PROBLEM 1 |
Return, word for word, the part of the sqlalchemy assignment that opens with the words containing "5. Consider heroes" and closes with "the super powers.".

SELECTED PASSAGE |

1. Create a `dict` that defines the `pandas` column type
2. Read the file in using a `pd.read_csv`.
3. Clean up all the column labels.
    
**Be sure to write clean code!**


## Problem 2
    
Now define an `sqlalchemy` table for these data using `pandas` `to_sql` dataframe method.  You can use the `sqlalchemy.String` and `sqlalchemy.Boolean` columns type, which are [documented here](https://docs.sqlalchemy.org/en/latest/core/type_basics.html)

## Problem 3
    
Now you need to make a new `engine`, `inspect` your database, and make a `session` to query the database.

## Problem 4
    
Perform `sqlalchemy` queries to answer each of the following questions.

1. How many heroes have both Super Strength and Super Speed?
2. How many heroes have names that start with the word *Black*
3. Are heroes with Agility more likely to have Stealth?
4. What fraction of all heroes that can fly also have Super Strength?
5. Consider heroes that have names that contain `"girl"`, `"boy"`, `"woman"`, or `"man"`.  Compute the following ratio

$$\frac{N(\text{boy or man})}{N(\text{girl or woman}}$$

**Hint:** You will need to use some combination of `where`, `group_by`, and `count` for each part.

## Problem 5

Tell me another cool fact about the super powers.

PROBLEM 2 |
Resize the bounding box coordinates in the rows below, from the line containing "Task: Locate the lemon" through the line containing "[282,312,294,331]", both included. Give only those lines, requests and all, with each coordinate multiplied by 2.05 and rounded to a whole number (halves up), and leave the pictures out.

EXERCISE INPUT |
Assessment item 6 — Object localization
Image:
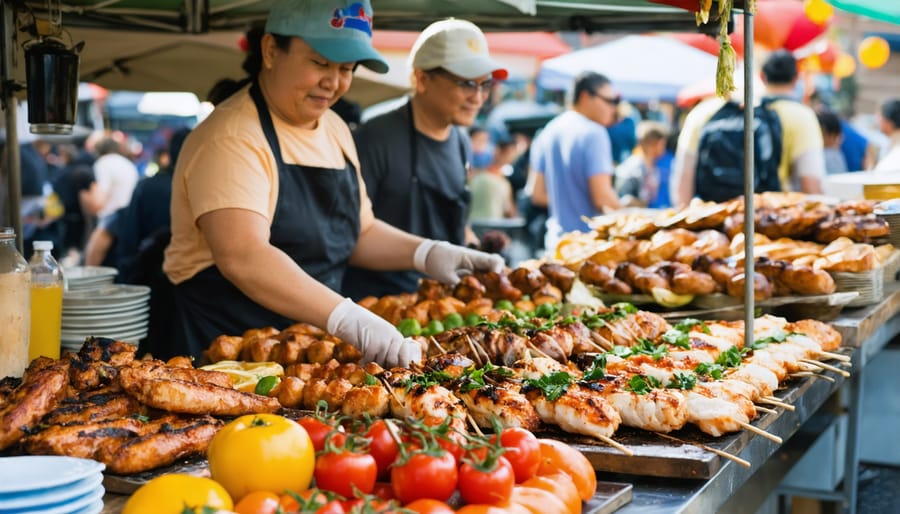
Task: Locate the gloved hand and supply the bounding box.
[413,239,506,285]
[326,298,422,368]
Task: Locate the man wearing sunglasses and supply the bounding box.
[343,19,507,299]
[529,71,621,251]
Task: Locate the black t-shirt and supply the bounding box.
[343,99,472,300]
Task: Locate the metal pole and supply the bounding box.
[744,9,756,348]
[0,0,23,252]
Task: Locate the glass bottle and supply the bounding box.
[28,241,63,361]
[0,227,31,377]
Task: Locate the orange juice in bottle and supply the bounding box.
[28,241,63,360]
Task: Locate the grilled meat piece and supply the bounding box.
[101,416,224,475]
[0,365,68,450]
[119,367,281,416]
[44,393,143,425]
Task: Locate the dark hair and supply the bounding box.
[206,27,291,105]
[881,98,900,129]
[572,71,610,103]
[816,108,841,135]
[763,50,797,85]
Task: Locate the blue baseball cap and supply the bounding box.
[266,0,388,73]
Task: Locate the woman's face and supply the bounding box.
[259,34,356,128]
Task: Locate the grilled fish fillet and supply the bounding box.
[0,365,69,450]
[119,367,281,416]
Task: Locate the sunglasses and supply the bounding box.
[591,93,622,106]
[431,68,494,95]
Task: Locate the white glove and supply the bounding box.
[326,298,422,368]
[413,239,506,285]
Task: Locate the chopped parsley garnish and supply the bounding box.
[674,318,710,334]
[666,373,697,391]
[525,371,575,402]
[624,375,662,395]
[581,353,606,381]
[694,362,725,380]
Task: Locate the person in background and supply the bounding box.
[528,71,621,251]
[875,98,900,171]
[469,141,517,222]
[671,50,825,207]
[615,121,669,208]
[816,108,849,175]
[469,125,495,171]
[162,0,503,367]
[342,19,507,299]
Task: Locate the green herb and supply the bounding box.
[253,375,281,396]
[662,328,691,350]
[694,362,725,380]
[403,371,453,391]
[525,371,575,402]
[581,353,606,381]
[609,344,634,359]
[666,373,697,391]
[624,375,662,395]
[674,318,710,334]
[716,346,751,368]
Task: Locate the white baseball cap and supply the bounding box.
[410,18,509,80]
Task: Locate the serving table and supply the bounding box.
[103,282,900,514]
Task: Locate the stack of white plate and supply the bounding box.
[63,266,119,291]
[0,455,105,514]
[62,284,150,351]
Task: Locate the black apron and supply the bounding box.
[342,100,472,301]
[175,83,360,358]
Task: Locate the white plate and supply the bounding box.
[63,284,150,306]
[12,485,106,514]
[0,455,106,492]
[0,473,103,510]
[63,266,119,282]
[62,305,150,324]
[70,498,103,514]
[63,296,150,316]
[62,312,150,332]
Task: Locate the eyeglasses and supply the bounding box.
[431,68,494,95]
[591,92,622,107]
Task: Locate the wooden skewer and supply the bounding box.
[817,351,850,362]
[791,371,835,383]
[757,396,797,412]
[798,359,850,378]
[656,433,752,468]
[428,336,447,355]
[594,435,634,457]
[737,421,784,444]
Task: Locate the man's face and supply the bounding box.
[586,84,622,127]
[263,34,355,126]
[416,68,493,127]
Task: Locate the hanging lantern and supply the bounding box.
[25,38,80,134]
[803,0,834,25]
[857,36,891,69]
[831,52,856,79]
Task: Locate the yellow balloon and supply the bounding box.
[803,0,834,25]
[857,36,891,69]
[831,52,856,79]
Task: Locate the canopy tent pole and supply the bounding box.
[744,9,756,348]
[0,1,23,252]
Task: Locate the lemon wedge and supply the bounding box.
[650,287,694,307]
[200,361,284,393]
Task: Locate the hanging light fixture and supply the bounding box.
[23,0,83,134]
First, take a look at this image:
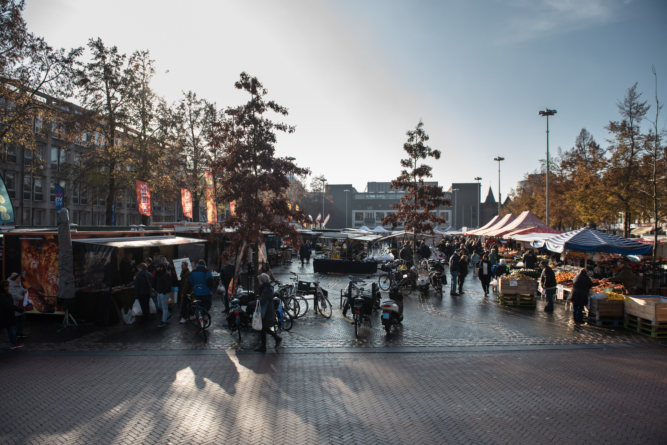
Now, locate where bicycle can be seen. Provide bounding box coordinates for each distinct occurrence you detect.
[187,293,211,342]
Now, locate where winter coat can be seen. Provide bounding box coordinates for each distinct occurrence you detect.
[540,266,558,289]
[155,269,171,294]
[609,264,635,289]
[178,269,192,295]
[449,253,460,273]
[190,266,214,297]
[9,280,25,316]
[257,283,276,327]
[570,270,594,305]
[0,292,23,329]
[134,270,153,298]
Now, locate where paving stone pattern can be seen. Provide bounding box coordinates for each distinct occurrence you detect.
[0,263,667,351]
[0,347,667,445]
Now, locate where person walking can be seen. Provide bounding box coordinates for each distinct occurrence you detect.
[449,251,461,296]
[178,261,193,324]
[155,263,171,328]
[570,269,595,323]
[458,251,468,294]
[540,260,558,312]
[477,255,493,297]
[189,260,214,313]
[134,263,153,322]
[8,272,26,338]
[0,280,23,349]
[255,273,283,352]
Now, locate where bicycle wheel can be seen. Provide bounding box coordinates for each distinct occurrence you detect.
[317,295,332,318]
[378,273,391,291]
[282,312,294,331]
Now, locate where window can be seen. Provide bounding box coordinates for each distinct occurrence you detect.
[5,172,16,198]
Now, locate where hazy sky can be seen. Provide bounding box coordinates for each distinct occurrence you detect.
[26,0,667,197]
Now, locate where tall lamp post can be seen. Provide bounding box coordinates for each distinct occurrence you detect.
[475,176,482,228]
[343,190,352,229]
[537,108,556,226]
[320,178,327,227]
[493,156,505,216]
[452,189,459,230]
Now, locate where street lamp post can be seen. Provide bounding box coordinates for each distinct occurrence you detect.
[475,176,482,228]
[493,156,505,216]
[343,190,352,229]
[320,178,327,227]
[452,189,459,230]
[537,108,556,226]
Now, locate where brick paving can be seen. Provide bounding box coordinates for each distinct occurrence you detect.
[0,345,667,444]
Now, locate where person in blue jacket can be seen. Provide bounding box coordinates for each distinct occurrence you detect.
[190,260,214,311]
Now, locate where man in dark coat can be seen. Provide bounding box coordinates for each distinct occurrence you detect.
[0,280,23,349]
[570,269,594,323]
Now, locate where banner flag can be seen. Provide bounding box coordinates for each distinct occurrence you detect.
[181,188,192,219]
[0,173,14,224]
[53,184,65,214]
[135,179,151,216]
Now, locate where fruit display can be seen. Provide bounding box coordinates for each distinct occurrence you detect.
[605,291,625,300]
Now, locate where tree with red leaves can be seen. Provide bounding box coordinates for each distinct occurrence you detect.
[211,72,310,289]
[382,121,451,264]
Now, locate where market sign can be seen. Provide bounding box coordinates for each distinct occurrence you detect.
[135,179,151,216]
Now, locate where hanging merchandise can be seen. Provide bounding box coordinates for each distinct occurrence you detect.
[135,179,151,216]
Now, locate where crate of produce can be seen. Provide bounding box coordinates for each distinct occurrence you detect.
[625,295,667,328]
[588,298,625,320]
[498,277,537,296]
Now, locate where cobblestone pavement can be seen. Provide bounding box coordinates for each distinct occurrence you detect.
[0,347,667,445]
[0,263,667,351]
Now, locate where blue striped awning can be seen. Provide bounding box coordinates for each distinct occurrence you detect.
[531,229,653,255]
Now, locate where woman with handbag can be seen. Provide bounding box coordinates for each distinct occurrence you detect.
[255,273,283,352]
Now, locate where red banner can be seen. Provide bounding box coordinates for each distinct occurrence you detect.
[181,188,192,218]
[136,179,151,216]
[204,172,218,223]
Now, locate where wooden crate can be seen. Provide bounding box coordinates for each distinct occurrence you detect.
[498,278,537,296]
[625,296,667,326]
[589,298,625,320]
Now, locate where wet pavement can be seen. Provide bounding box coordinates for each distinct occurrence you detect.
[0,262,667,351]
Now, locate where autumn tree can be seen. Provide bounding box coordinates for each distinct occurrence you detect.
[76,38,139,225]
[211,72,309,289]
[382,121,451,264]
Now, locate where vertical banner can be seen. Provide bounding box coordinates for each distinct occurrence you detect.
[181,188,192,219]
[204,171,218,223]
[53,184,65,214]
[135,179,151,216]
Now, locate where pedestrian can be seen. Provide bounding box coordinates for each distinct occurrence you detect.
[155,263,171,328]
[540,260,558,312]
[178,260,194,324]
[0,280,23,349]
[220,256,235,313]
[189,260,214,313]
[458,251,468,294]
[570,269,594,323]
[134,263,153,322]
[255,273,283,352]
[477,254,493,297]
[8,272,26,338]
[449,252,461,296]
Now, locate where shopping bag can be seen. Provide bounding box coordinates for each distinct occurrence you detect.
[252,301,262,331]
[132,300,144,317]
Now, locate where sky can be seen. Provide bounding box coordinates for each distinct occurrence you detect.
[25,0,667,199]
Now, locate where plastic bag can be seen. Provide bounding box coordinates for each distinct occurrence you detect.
[252,301,262,331]
[132,300,144,317]
[122,306,135,324]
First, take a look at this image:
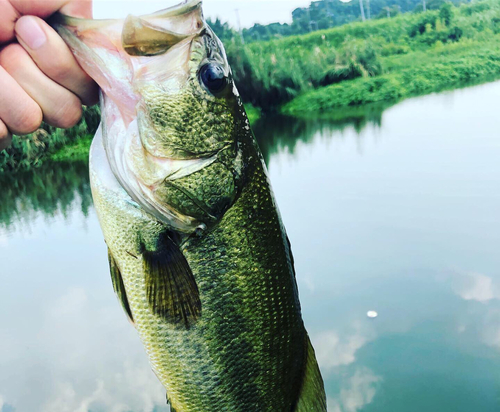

CORRECT RESULT 1 |
5. Consider heroes that have names that contain `"girl"`, `"boy"`, `"woman"`, or `"man"`.  Compute the following ratio

$$\frac{N(\text{boy or man})}{N(\text{girl or woman}}$$

**Hint:** You will need to use some combination of `where`, `group_by`, and `count` for each part.

## Problem 5

Tell me another cool fact about the super powers.

CORRECT RESULT 2 |
Task: Locate the lemon wedge and supply the bounding box.
[1333,588,1423,629]
[410,740,582,806]
Task: Locate the hanging light fixture and supply the bounding box.
[47,0,170,275]
First, take a look at this image:
Now, locate where bicycle can be seen. Provide bounding box coordinates for each distinct occurrence you detect.
[383,601,433,701]
Now, locate where winter coat can be seen. Provide bounding box coordinates for each distinct occurrence you detect.
[1107,545,1144,592]
[318,551,351,603]
[1248,541,1302,592]
[365,551,394,605]
[920,519,943,560]
[390,545,439,609]
[18,574,51,648]
[527,580,566,670]
[1169,554,1218,625]
[0,599,47,674]
[275,554,314,611]
Now, locate where paving stone pattern can be seen. Provide bounding box coordinates for each distinct occurrence you detect.
[0,539,1367,720]
[0,711,1367,912]
Now, locate where person walking can be seen. Provide bounding box coordinates for each distinct occurrence you detect.
[920,515,945,607]
[365,535,396,664]
[318,539,351,672]
[1169,551,1220,662]
[939,515,959,603]
[1107,533,1144,640]
[978,523,1011,609]
[387,533,439,642]
[275,539,314,660]
[16,558,53,693]
[0,574,47,715]
[523,560,580,722]
Now, locate where bicycle wheel can be seen. Provide bounding box coordinates for each distinct occurrence you detect.
[650,605,681,652]
[775,560,802,597]
[578,640,603,679]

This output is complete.